### [What the exercise asks]
Copy the lines below verbatim, beginning at the line that contains "[seg] <item>pink flowering tree</item>" and stopping after the line that contains "Provide the outline of every instance of the <item>pink".

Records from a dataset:
-- BEGIN --
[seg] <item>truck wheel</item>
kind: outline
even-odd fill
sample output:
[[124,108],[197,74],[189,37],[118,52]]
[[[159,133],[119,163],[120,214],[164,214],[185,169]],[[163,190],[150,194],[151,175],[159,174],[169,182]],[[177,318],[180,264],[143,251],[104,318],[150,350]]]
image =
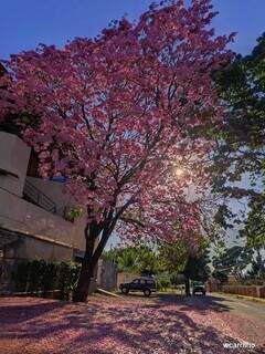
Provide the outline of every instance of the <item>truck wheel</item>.
[[128,292],[129,292],[129,289],[127,289],[127,288],[125,288],[125,287],[121,288],[121,293],[123,293],[123,294],[128,294]]

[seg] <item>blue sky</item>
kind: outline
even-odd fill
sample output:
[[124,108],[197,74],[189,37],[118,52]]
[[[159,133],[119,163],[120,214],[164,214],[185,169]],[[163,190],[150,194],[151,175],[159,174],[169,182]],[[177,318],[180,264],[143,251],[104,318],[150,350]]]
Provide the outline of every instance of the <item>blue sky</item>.
[[[130,19],[151,0],[1,0],[0,58],[34,49],[38,43],[63,45],[74,37],[95,37],[112,20]],[[265,31],[265,0],[213,0],[220,11],[218,33],[239,32],[234,51],[248,53]]]

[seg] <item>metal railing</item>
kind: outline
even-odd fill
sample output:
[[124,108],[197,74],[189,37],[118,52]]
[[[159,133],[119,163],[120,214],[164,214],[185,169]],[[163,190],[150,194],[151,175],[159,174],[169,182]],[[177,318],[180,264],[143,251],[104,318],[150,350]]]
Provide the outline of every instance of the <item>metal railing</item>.
[[25,179],[24,184],[23,198],[49,212],[56,214],[57,211],[56,204],[28,179]]

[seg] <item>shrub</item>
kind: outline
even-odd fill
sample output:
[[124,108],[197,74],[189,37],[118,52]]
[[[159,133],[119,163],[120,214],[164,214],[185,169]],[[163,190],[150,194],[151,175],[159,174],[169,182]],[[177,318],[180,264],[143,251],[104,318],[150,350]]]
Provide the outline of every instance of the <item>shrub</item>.
[[70,300],[76,287],[81,264],[75,262],[46,262],[33,260],[18,264],[13,274],[15,290],[46,296],[59,290],[61,300]]

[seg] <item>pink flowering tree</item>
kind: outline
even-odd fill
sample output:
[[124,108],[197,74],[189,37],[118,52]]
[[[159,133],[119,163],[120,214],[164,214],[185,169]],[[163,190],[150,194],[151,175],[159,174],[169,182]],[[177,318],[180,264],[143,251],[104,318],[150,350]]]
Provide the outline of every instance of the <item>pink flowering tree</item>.
[[86,300],[114,230],[197,242],[198,201],[187,190],[203,192],[211,144],[192,132],[221,117],[211,73],[231,58],[232,37],[209,28],[214,14],[208,0],[162,1],[94,40],[40,45],[6,63],[2,115],[34,117],[22,128],[41,175],[65,176],[86,212],[76,301]]

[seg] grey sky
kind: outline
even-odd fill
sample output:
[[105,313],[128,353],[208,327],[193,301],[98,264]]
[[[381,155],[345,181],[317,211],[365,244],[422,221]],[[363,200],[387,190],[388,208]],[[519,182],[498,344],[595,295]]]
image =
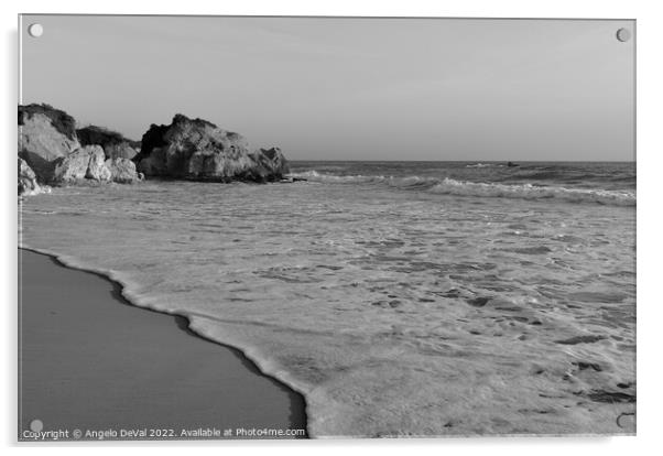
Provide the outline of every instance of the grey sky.
[[294,160],[632,160],[621,26],[28,15],[23,102],[133,139],[182,112]]

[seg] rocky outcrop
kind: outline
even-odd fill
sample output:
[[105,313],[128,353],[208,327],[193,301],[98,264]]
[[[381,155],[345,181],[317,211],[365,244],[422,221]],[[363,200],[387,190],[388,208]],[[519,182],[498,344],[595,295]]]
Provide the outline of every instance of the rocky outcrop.
[[42,187],[36,182],[36,174],[25,160],[19,158],[19,195],[36,195]]
[[110,170],[100,145],[86,145],[54,161],[51,182],[54,185],[76,184],[83,180],[108,182]]
[[83,145],[101,145],[107,160],[133,159],[138,154],[138,149],[140,149],[139,142],[131,141],[117,131],[111,131],[102,127],[84,127],[76,130],[76,135]]
[[19,156],[47,182],[53,161],[80,148],[74,118],[48,105],[19,106]]
[[[137,153],[135,143],[119,133],[86,127],[78,130],[81,145],[75,123],[73,117],[48,105],[19,106],[19,156],[25,164],[19,162],[19,193],[23,188],[33,194],[32,176],[35,185],[140,181],[129,160]],[[110,152],[94,141],[107,144]]]
[[195,181],[278,181],[287,162],[276,148],[249,152],[238,133],[203,119],[176,115],[170,126],[152,124],[135,158],[145,176]]
[[132,184],[141,180],[135,164],[129,159],[106,160],[100,145],[86,145],[55,161],[54,185],[72,185],[90,182],[117,182]]

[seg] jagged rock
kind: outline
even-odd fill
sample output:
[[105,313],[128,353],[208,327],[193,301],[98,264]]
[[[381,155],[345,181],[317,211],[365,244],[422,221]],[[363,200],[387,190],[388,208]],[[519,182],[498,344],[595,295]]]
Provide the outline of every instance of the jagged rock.
[[100,145],[86,145],[56,159],[51,181],[56,185],[73,184],[84,178],[106,182],[110,175],[105,164],[104,149]]
[[[28,170],[32,167],[30,172],[34,171],[41,184],[141,180],[129,160],[137,154],[135,141],[100,127],[76,130],[75,126],[72,116],[48,105],[19,106],[19,156],[25,160]],[[28,171],[21,180],[19,162],[19,192],[21,187],[28,192],[30,185]]]
[[19,156],[40,182],[51,180],[53,161],[80,148],[74,118],[48,105],[19,106]]
[[265,182],[282,178],[287,162],[276,148],[249,153],[238,133],[203,119],[176,115],[170,126],[152,124],[135,158],[146,176],[197,181]]
[[19,195],[36,195],[41,189],[34,171],[25,160],[19,158]]
[[104,148],[106,159],[133,159],[138,154],[140,143],[124,138],[117,131],[102,127],[88,126],[76,130],[78,141],[83,145],[99,144]]
[[142,181],[141,175],[135,172],[135,164],[129,159],[116,158],[106,161],[106,167],[110,171],[110,180],[119,184],[132,184]]

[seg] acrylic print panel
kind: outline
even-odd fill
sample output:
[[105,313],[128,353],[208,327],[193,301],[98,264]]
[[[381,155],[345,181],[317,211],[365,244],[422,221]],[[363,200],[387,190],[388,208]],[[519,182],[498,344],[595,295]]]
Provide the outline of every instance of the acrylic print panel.
[[20,439],[635,432],[634,21],[20,36]]

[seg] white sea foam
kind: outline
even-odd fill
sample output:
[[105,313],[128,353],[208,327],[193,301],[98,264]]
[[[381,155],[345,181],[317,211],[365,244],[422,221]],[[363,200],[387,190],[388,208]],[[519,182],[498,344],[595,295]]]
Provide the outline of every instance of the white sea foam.
[[637,204],[634,191],[567,188],[563,186],[532,184],[481,183],[457,181],[453,178],[438,180],[435,177],[423,176],[396,177],[383,175],[335,175],[318,173],[317,171],[293,173],[291,176],[322,183],[381,183],[403,189],[423,187],[430,193],[456,196],[557,199],[569,203],[597,203],[610,206],[635,206]]
[[446,198],[56,188],[23,200],[21,241],[241,349],[306,397],[313,436],[632,432],[634,208]]

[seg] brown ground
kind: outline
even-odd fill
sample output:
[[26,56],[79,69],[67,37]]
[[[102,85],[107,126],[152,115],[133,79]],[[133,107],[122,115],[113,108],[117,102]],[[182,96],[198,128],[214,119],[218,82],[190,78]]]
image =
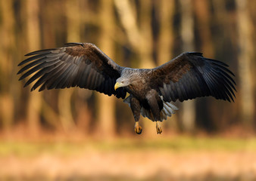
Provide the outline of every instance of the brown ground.
[[2,156],[0,180],[256,180],[254,151],[87,146],[61,152]]

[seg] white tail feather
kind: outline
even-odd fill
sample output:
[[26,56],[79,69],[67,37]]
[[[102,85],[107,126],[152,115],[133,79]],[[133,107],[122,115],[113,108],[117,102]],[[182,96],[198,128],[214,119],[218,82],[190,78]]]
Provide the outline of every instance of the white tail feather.
[[[163,101],[164,107],[161,112],[160,112],[161,116],[161,121],[163,121],[164,120],[166,120],[168,116],[171,116],[172,114],[175,114],[175,110],[178,110],[178,108],[175,106],[173,104],[171,104],[170,103],[164,101],[163,97],[160,97],[161,99]],[[130,106],[130,96],[127,97],[125,100],[123,100],[123,102],[129,104],[129,106]],[[140,113],[143,117],[147,117],[150,120],[155,121],[154,116],[152,115],[152,112],[149,110],[145,109],[145,108],[142,108]]]

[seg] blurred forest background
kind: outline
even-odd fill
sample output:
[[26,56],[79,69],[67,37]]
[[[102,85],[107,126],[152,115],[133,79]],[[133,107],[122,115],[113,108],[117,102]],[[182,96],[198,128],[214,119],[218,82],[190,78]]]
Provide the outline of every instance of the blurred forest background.
[[[121,100],[79,88],[30,92],[18,81],[24,54],[67,42],[93,43],[133,68],[152,68],[183,51],[227,63],[236,75],[235,103],[176,103],[180,109],[163,122],[161,137],[254,137],[255,9],[253,0],[0,0],[1,140],[135,137],[132,112]],[[156,134],[150,120],[141,122],[141,138]]]

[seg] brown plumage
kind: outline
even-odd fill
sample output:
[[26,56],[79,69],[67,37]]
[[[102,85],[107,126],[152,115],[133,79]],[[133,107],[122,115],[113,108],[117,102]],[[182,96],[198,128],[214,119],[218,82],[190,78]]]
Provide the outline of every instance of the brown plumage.
[[133,111],[135,130],[141,133],[140,114],[157,122],[174,113],[170,103],[200,97],[233,101],[236,82],[226,64],[202,57],[200,53],[183,53],[154,69],[120,66],[95,45],[69,43],[66,47],[34,51],[18,66],[27,64],[22,80],[35,73],[24,87],[33,81],[31,90],[39,87],[58,89],[80,87],[124,99]]

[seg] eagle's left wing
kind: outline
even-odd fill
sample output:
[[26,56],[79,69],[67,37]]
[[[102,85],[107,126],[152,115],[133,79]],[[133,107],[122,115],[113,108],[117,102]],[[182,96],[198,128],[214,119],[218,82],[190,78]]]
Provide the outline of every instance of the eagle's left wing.
[[222,62],[208,59],[201,53],[184,53],[152,69],[151,85],[164,101],[183,101],[212,96],[233,100],[234,74]]

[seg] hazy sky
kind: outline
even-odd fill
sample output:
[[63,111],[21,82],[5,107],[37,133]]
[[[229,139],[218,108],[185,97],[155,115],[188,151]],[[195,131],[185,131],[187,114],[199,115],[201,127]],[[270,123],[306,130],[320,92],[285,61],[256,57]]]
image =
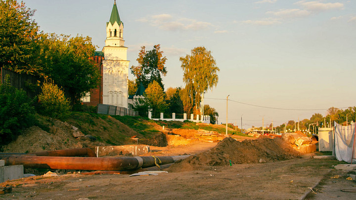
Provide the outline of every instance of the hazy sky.
[[[101,50],[113,0],[26,0],[41,30],[92,38]],[[179,58],[211,51],[220,68],[204,103],[226,120],[226,98],[255,105],[316,110],[356,106],[356,0],[118,0],[130,66],[140,47],[161,44],[166,88],[184,87]],[[130,75],[132,79],[132,75]],[[210,98],[210,99],[208,99]],[[217,100],[211,99],[223,99]],[[243,127],[309,119],[325,110],[264,108],[233,101],[229,122]]]

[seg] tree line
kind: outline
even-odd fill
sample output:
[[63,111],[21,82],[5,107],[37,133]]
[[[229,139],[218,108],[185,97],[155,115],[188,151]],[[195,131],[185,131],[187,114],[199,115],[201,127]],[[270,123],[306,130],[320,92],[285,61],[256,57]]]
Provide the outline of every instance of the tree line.
[[140,115],[147,117],[150,110],[154,118],[160,113],[178,114],[186,113],[210,116],[211,122],[215,123],[219,114],[209,105],[201,105],[204,93],[216,86],[220,71],[211,54],[203,46],[194,48],[190,55],[179,58],[183,71],[184,88],[169,87],[165,91],[162,76],[167,74],[164,64],[167,61],[160,50],[160,44],[146,50],[142,46],[138,54],[136,66],[131,68],[135,80],[129,81],[129,95],[133,95],[140,84],[145,88],[144,98],[138,99],[132,105]]
[[[344,126],[350,125],[351,123],[355,122],[356,118],[356,107],[349,107],[345,110],[333,107],[327,110],[325,116],[318,113],[314,113],[309,119],[305,119],[299,121],[289,120],[288,122],[279,126],[273,126],[273,129],[282,132],[285,129],[287,132],[293,132],[298,130],[299,126],[300,130],[304,130],[305,132],[307,132],[310,128],[310,131],[312,134],[317,134],[317,129],[319,127],[332,127],[334,125],[334,121]],[[272,125],[273,124],[270,123],[267,128],[271,130]],[[315,128],[315,127],[316,128]],[[262,126],[258,128],[253,126],[253,127],[257,129],[262,129]]]
[[1,80],[0,147],[36,124],[37,113],[65,119],[99,82],[89,59],[95,49],[91,38],[45,33],[32,19],[34,13],[22,1],[0,0],[0,67],[44,80],[30,85],[42,91],[33,99],[10,85],[9,77]]

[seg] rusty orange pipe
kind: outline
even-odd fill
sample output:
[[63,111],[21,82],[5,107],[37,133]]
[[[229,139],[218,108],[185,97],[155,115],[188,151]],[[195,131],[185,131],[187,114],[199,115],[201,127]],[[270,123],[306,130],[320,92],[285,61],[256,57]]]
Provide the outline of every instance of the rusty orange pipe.
[[[173,163],[187,156],[157,157],[160,165]],[[178,158],[178,159],[177,159]],[[181,158],[181,159],[180,159]],[[4,158],[5,165],[22,164],[27,168],[120,171],[145,168],[155,165],[153,157],[126,158],[61,157],[47,156],[13,156]],[[159,161],[156,160],[158,163]]]
[[58,156],[58,157],[75,157],[88,156],[89,157],[96,157],[94,151],[90,148],[81,148],[65,149],[63,150],[46,151],[34,153],[38,156]]

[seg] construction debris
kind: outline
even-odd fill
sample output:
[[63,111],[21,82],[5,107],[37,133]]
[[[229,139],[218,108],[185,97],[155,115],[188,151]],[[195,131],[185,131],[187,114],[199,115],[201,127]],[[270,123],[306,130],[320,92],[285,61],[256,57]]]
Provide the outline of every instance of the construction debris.
[[299,154],[280,138],[260,138],[237,141],[227,137],[209,151],[178,161],[167,171],[179,172],[201,168],[202,165],[228,166],[232,164],[283,160],[298,157]]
-- END --
### [Solution]
[seg] <item>pink flowering tree</item>
kind: outline
even-odd fill
sample output:
[[124,108],[197,74],[189,37],[118,52]]
[[[159,133],[119,163],[120,214],[164,214],[185,169]],[[163,190],[150,194],[151,175],[159,174],[169,182]],[[177,318],[180,264],[143,251],[104,318],[150,350]]]
Provide the outline of every instance of the <item>pink flowering tree</item>.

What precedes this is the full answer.